= Exercise =
Format each line of the data below as an item in a numbered list, leaving out any blank lines.

= Extracted entries =

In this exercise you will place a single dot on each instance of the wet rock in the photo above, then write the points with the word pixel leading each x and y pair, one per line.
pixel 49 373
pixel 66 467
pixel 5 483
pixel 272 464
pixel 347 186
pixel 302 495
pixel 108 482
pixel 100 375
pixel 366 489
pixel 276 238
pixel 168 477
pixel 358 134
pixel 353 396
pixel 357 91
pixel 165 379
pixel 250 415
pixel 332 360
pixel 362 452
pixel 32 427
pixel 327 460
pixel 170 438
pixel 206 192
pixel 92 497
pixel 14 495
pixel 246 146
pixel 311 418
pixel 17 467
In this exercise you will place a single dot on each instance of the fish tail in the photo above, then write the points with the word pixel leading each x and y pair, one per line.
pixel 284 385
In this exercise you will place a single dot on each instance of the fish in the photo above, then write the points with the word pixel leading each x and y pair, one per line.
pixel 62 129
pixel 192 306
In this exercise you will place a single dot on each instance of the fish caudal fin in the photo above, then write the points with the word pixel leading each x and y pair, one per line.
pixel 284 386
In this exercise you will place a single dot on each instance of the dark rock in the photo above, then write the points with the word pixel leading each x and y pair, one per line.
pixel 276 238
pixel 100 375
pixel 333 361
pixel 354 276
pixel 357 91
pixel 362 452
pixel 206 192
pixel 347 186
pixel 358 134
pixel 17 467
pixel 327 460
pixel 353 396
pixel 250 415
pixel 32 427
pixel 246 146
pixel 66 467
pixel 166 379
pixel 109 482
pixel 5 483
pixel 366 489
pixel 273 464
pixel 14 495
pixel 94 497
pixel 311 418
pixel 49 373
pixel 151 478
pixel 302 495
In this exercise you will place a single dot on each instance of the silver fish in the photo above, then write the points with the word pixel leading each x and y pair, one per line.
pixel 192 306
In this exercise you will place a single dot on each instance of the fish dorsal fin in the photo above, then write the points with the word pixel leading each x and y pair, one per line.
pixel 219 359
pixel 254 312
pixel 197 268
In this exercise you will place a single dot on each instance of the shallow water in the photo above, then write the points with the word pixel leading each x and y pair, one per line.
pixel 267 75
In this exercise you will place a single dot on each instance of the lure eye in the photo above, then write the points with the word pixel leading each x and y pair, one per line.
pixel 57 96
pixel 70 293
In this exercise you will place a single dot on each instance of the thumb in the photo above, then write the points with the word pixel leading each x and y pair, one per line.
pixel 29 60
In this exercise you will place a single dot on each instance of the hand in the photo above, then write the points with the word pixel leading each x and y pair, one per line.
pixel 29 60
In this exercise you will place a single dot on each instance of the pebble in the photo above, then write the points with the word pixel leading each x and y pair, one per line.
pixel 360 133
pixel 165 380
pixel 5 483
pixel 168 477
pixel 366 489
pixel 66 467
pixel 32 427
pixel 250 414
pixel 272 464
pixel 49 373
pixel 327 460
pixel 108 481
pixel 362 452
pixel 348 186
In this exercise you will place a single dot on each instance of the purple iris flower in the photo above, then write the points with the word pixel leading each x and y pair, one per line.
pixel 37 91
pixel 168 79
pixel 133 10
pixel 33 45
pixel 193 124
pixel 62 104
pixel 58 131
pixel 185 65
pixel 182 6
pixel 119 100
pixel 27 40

= Right answer =
1. In this exercise you will place a single dot on each instance of the wet rock in the photo above, then write the points with the word pixel leading each x and y pair, one per line.
2. pixel 49 373
3. pixel 66 467
4. pixel 5 483
5. pixel 272 464
6. pixel 347 186
7. pixel 302 495
8. pixel 108 482
9. pixel 100 375
10. pixel 366 489
11. pixel 276 238
12. pixel 168 477
13. pixel 358 134
14. pixel 353 396
15. pixel 357 91
16. pixel 165 379
17. pixel 250 415
18. pixel 332 360
19. pixel 362 452
20. pixel 32 427
21. pixel 327 460
22. pixel 170 438
23. pixel 206 192
24. pixel 92 497
25. pixel 14 495
26. pixel 246 146
27. pixel 311 418
28. pixel 17 467
29. In this exercise you will place a single dot on each instance of the fish tail in the photo above, then write the points with the word pixel leading each x and y pair, one per line.
30. pixel 284 385
31. In this exercise you will place a single dot on each instance of the fish in the photo above, then write the points with the word pixel leading each x and y pair, one per line.
32. pixel 62 129
33. pixel 192 306
34. In this exercise you will place a single dot on each instance of the fish caudal fin in the photo above, then write the points with the word pixel leading each x and y pair, one per line.
35. pixel 284 386
36. In this exercise you will place a single dot on each instance of the dark rock in the photo above, then write the points with the word pixel leading each x and y pair, one per line.
37. pixel 276 238
38. pixel 100 375
39. pixel 333 361
40. pixel 354 276
41. pixel 357 91
42. pixel 362 452
43. pixel 206 192
44. pixel 347 186
45. pixel 358 134
46. pixel 17 467
47. pixel 327 460
48. pixel 353 396
49. pixel 250 415
50. pixel 32 427
51. pixel 246 146
52. pixel 66 467
53. pixel 166 379
54. pixel 109 482
55. pixel 5 483
56. pixel 366 489
57. pixel 273 464
58. pixel 14 495
59. pixel 94 497
60. pixel 311 418
61. pixel 49 373
62. pixel 151 478
63. pixel 302 495
64. In this exercise you will place a single dot on each instance of the silver fish in the photo above, then write the points with the word pixel leading each x and y pair, one per line.
65. pixel 192 306
66. In this exercise you will place a single dot on each instance of the fish dorsal fin in the photo above, then write the points with the word pixel leading each x and y pair, one per line.
67. pixel 219 359
68. pixel 254 312
69. pixel 197 268
70. In this exercise you will place a single dot on each instance of the shallow water in the photo above, then write the points with the word pixel leading each x and y pair, one per line.
71. pixel 267 75
72. In this exercise you will place a single dot on each instance of the lure eye in the photo above, then write the points with the word pixel leading each x and y pair, one per line.
73. pixel 57 96
74. pixel 70 293
75. In this exercise you will place a single dot on each instance of the thumb in the photo above, then write the points with the word pixel leading each x and y pair, one per line.
76. pixel 29 60
77. In this exercise you will place a single dot on each instance of the hand in the photo above, then write the points with the word pixel leading each x and y pair, one per line.
78. pixel 29 60
79. In this exercise you will place a single dot on each instance of the pebble in the photo above, then write the points with the word pixel leading each x and y pair, one per line.
80. pixel 360 133
81. pixel 165 380
82. pixel 5 483
83. pixel 168 477
84. pixel 366 489
85. pixel 66 467
86. pixel 32 427
87. pixel 250 414
88. pixel 272 464
89. pixel 49 373
90. pixel 327 460
91. pixel 108 481
92. pixel 362 452
93. pixel 348 186
94. In this exercise you will place a single dot on each instance of the purple iris flower in the photo above, then write the points with the word pixel leading each x and y pair, one per line.
95. pixel 37 91
96. pixel 168 79
97. pixel 133 10
98. pixel 33 45
99. pixel 193 124
100. pixel 62 104
101. pixel 58 131
102. pixel 185 65
103. pixel 182 6
104. pixel 119 100
105. pixel 27 40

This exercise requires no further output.